* **Work instructions**
Rewrite the lines of every item below as a numbered list, leaving out blank lines.

[Source data start]

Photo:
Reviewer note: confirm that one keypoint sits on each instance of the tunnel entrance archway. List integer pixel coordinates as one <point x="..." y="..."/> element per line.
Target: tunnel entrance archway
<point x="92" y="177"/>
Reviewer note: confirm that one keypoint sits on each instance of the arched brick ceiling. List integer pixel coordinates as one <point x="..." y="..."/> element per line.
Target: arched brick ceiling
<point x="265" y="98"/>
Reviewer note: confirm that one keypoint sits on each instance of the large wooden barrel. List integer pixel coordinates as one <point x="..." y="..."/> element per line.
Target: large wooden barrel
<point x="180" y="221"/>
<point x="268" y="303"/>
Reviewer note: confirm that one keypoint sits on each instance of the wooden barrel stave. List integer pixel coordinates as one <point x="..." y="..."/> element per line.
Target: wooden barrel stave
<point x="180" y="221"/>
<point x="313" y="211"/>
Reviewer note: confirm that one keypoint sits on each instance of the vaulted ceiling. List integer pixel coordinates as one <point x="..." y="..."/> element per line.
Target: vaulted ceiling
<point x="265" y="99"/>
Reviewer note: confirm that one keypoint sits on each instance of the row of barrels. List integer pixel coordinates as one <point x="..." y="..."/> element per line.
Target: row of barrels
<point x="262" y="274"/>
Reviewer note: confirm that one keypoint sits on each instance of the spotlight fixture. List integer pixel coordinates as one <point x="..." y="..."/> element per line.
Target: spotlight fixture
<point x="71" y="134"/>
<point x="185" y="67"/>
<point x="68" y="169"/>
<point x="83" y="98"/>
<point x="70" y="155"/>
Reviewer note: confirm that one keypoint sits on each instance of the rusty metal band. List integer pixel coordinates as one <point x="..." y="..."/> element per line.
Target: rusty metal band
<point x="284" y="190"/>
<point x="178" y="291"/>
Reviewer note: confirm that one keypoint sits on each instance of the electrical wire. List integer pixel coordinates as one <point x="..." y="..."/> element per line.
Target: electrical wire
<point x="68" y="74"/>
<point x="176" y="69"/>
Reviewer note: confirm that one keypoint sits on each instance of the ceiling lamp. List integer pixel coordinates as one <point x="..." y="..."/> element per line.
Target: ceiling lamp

[Source data end]

* **Solution to the exercise**
1. Photo:
2. Reviewer note: confirm that one keypoint sits on each instance of the tunnel entrance archway. List integer pixel coordinates as one <point x="..." y="..."/> element per line.
3. Target: tunnel entrance archway
4. <point x="92" y="177"/>
5. Reviewer note: confirm that one keypoint sits on each instance of the arched brick ceiling. List integer pixel coordinates as one <point x="..." y="..."/> element per line.
6. Target: arched brick ceiling
7. <point x="265" y="98"/>
8. Reviewer note: confirm that one keypoint sits on each instance of the large wooden barrel. List integer pixel coordinates as one <point x="..." y="..."/> element per line.
9. Target: large wooden barrel
10. <point x="180" y="221"/>
11. <point x="268" y="303"/>
12. Reviewer note: confirm that one keypoint sits on each instance of the wooden barrel stave. List integer pixel coordinates as one <point x="..." y="..."/> element per line.
13. Target: wooden barrel stave
14. <point x="180" y="221"/>
15. <point x="313" y="211"/>
16. Reviewer note: confirm that one keypoint sits on each instance of the vaulted ceiling. List integer pixel coordinates as one <point x="..." y="..."/> element per line.
17. Target: vaulted ceiling
18. <point x="265" y="99"/>
19. Reviewer note: confirm that one keypoint sits on each instance of the row of barrels. List integer pixel coordinates as one <point x="..." y="..."/> element per line.
20. Target: row of barrels
21. <point x="262" y="274"/>
22. Reviewer note: confirm that one keypoint sits on each instance of the spotlight fixture. List integer pixel coordinates as one <point x="..." y="..."/> element per line.
23. Target: spotlight fixture
24. <point x="71" y="134"/>
25. <point x="185" y="67"/>
26. <point x="68" y="169"/>
27. <point x="83" y="98"/>
28. <point x="70" y="155"/>
29. Reviewer note: confirm that one keypoint sits on each instance of the rusty metal band. List integer pixel coordinates as one <point x="..." y="..."/> element per line.
30. Target: rusty metal band
31. <point x="284" y="190"/>
32. <point x="178" y="291"/>
33. Reviewer note: confirm that one keypoint sits on each instance of the electrical wire. List integer pixel coordinates as one <point x="..." y="..."/> element per line.
34. Target: electrical wire
35. <point x="68" y="74"/>
36. <point x="176" y="69"/>
37. Reviewer note: confirm that one keypoint sits on each instance of the ceiling lamp. List integer pixel coordinates as one <point x="..." y="..."/> element per line.
38. Target: ceiling lamp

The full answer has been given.